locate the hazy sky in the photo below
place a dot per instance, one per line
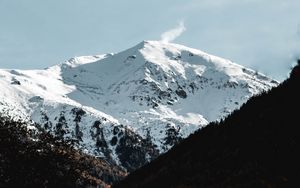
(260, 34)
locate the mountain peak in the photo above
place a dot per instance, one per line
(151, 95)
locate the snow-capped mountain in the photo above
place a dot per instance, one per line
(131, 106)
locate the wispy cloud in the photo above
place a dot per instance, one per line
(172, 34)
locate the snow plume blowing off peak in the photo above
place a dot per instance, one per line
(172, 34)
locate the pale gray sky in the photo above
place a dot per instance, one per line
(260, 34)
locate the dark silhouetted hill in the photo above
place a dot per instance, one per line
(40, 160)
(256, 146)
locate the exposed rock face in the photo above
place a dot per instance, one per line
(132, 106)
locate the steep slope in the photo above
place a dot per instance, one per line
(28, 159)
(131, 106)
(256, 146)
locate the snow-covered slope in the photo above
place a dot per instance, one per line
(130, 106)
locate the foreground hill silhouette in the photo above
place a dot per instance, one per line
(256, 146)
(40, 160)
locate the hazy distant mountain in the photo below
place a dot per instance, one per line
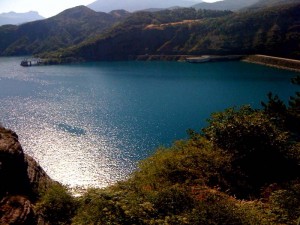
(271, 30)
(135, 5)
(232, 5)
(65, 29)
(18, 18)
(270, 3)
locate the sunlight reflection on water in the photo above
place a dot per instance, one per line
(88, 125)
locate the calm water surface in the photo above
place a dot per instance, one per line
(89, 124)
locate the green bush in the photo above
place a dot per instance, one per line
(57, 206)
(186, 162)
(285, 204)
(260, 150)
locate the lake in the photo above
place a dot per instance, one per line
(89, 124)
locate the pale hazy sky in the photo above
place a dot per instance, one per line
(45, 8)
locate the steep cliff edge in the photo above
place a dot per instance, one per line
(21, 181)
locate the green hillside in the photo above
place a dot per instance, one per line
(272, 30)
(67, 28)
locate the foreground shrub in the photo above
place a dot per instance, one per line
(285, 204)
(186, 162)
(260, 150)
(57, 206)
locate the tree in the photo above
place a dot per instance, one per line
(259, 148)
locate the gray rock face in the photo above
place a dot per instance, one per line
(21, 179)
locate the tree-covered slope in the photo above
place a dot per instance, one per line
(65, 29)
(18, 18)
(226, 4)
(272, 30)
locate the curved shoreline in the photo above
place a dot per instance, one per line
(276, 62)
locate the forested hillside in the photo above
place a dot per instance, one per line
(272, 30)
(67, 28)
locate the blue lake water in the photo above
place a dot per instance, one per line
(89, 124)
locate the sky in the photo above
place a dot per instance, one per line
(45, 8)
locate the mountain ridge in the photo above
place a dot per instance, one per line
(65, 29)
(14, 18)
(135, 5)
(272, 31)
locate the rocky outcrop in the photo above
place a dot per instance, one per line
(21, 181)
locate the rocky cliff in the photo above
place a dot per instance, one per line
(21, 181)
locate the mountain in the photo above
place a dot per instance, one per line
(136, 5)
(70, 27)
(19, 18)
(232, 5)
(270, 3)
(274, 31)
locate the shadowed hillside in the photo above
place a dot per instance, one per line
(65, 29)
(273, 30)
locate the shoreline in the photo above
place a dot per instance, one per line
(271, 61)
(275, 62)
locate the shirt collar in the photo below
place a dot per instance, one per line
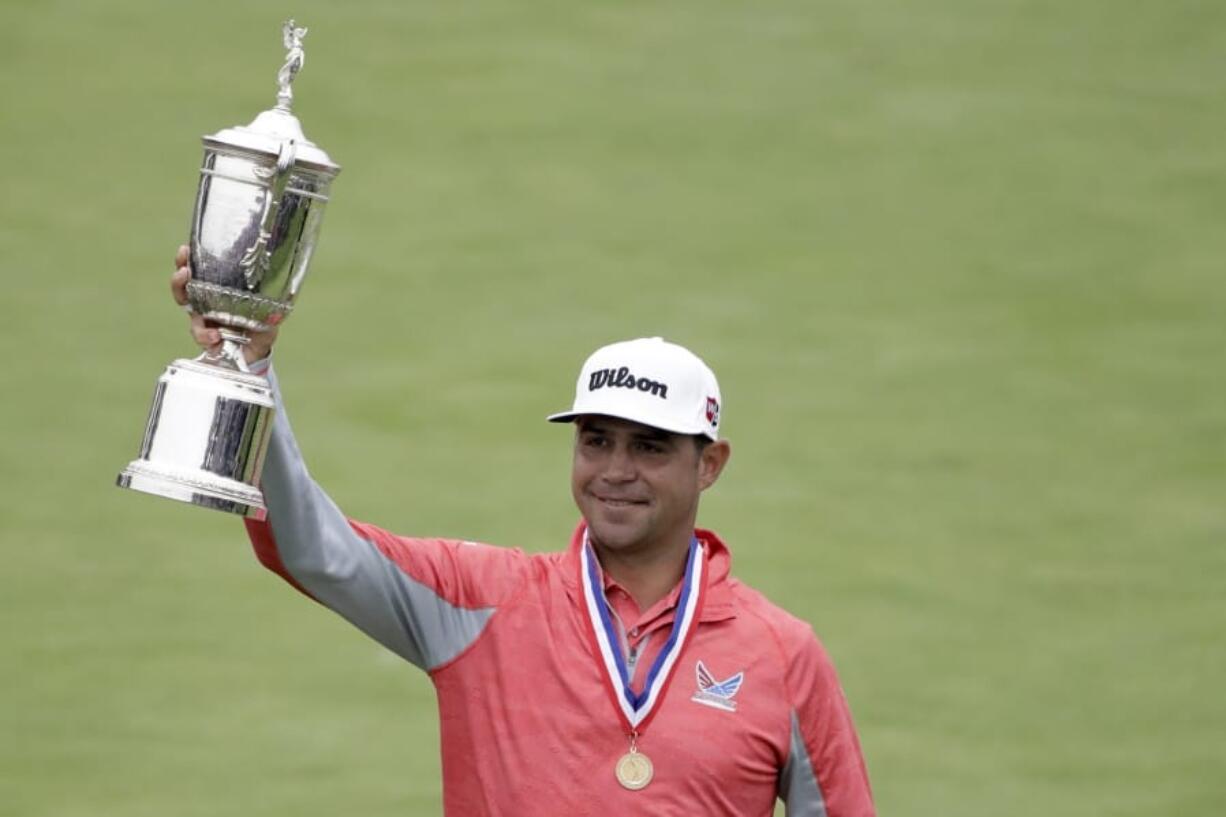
===
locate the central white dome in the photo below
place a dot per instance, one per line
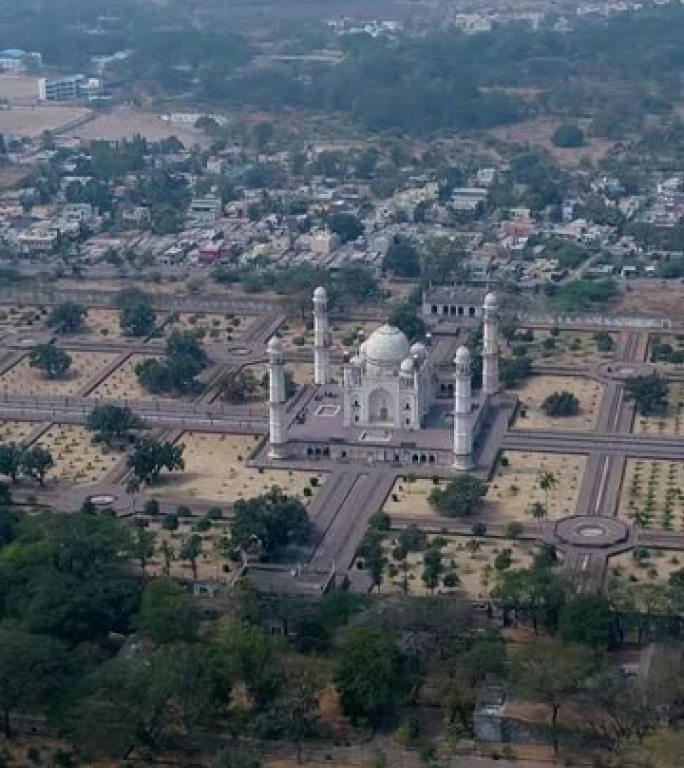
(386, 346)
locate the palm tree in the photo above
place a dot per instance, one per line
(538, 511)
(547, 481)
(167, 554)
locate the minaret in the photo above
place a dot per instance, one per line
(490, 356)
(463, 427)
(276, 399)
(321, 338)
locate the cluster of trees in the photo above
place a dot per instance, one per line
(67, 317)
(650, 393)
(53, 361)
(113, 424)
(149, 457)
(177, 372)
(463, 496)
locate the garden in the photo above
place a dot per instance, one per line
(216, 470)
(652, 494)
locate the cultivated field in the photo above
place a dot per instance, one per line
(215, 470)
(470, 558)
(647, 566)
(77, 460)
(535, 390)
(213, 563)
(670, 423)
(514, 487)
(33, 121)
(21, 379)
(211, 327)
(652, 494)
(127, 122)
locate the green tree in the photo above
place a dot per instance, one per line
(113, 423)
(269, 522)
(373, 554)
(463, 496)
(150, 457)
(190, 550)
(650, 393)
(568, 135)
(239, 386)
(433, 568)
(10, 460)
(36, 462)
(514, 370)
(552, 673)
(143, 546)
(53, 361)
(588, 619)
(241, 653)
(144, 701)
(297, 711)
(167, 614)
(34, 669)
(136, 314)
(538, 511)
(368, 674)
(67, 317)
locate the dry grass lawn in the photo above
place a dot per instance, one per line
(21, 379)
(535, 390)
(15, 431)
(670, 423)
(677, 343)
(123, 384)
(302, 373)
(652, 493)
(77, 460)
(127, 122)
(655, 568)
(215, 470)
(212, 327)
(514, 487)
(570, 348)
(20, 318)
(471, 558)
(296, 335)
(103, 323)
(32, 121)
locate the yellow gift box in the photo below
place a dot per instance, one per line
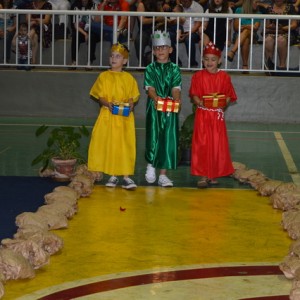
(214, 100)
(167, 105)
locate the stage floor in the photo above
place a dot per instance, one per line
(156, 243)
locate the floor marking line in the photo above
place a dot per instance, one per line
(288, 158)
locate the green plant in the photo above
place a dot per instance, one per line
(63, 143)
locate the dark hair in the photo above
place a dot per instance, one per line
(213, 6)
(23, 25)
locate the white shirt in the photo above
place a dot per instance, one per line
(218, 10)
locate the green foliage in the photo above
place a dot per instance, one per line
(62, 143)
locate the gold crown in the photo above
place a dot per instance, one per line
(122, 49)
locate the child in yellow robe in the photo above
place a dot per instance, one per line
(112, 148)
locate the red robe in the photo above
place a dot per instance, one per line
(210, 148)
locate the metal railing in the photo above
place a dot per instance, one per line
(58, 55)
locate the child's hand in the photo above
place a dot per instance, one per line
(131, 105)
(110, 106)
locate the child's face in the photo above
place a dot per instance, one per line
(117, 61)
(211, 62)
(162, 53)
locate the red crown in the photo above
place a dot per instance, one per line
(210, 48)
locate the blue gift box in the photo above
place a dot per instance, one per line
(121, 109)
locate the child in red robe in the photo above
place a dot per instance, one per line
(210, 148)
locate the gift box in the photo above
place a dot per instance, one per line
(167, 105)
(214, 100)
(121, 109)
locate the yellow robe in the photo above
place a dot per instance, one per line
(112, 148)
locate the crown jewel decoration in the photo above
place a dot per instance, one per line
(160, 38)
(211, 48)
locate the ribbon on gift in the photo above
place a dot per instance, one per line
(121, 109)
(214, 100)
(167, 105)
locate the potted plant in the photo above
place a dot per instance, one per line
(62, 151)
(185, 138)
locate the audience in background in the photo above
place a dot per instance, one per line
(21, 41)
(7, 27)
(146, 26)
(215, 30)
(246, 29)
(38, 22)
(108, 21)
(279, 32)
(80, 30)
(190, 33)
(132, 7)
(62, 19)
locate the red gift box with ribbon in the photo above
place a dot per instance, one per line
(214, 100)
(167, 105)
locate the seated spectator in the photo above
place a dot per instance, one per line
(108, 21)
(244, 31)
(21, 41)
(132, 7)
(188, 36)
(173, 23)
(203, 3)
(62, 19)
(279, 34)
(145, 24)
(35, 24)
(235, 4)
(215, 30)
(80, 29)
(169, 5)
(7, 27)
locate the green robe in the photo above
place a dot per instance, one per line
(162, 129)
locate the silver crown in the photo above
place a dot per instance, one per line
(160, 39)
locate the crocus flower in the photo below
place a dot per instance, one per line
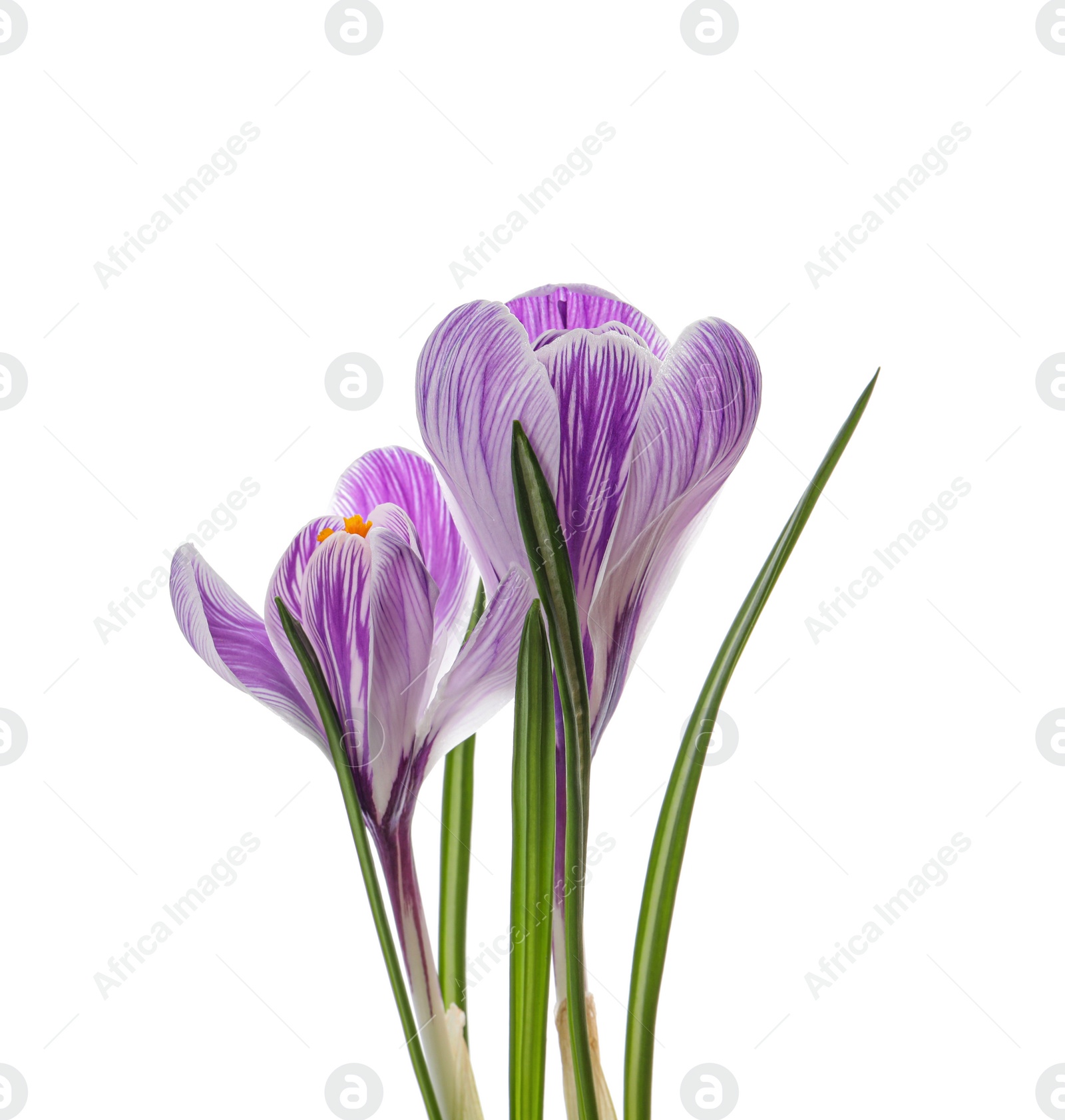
===
How many lines in the material above contain the word "below"? Reply with the number alone.

▶ **Worked solution**
6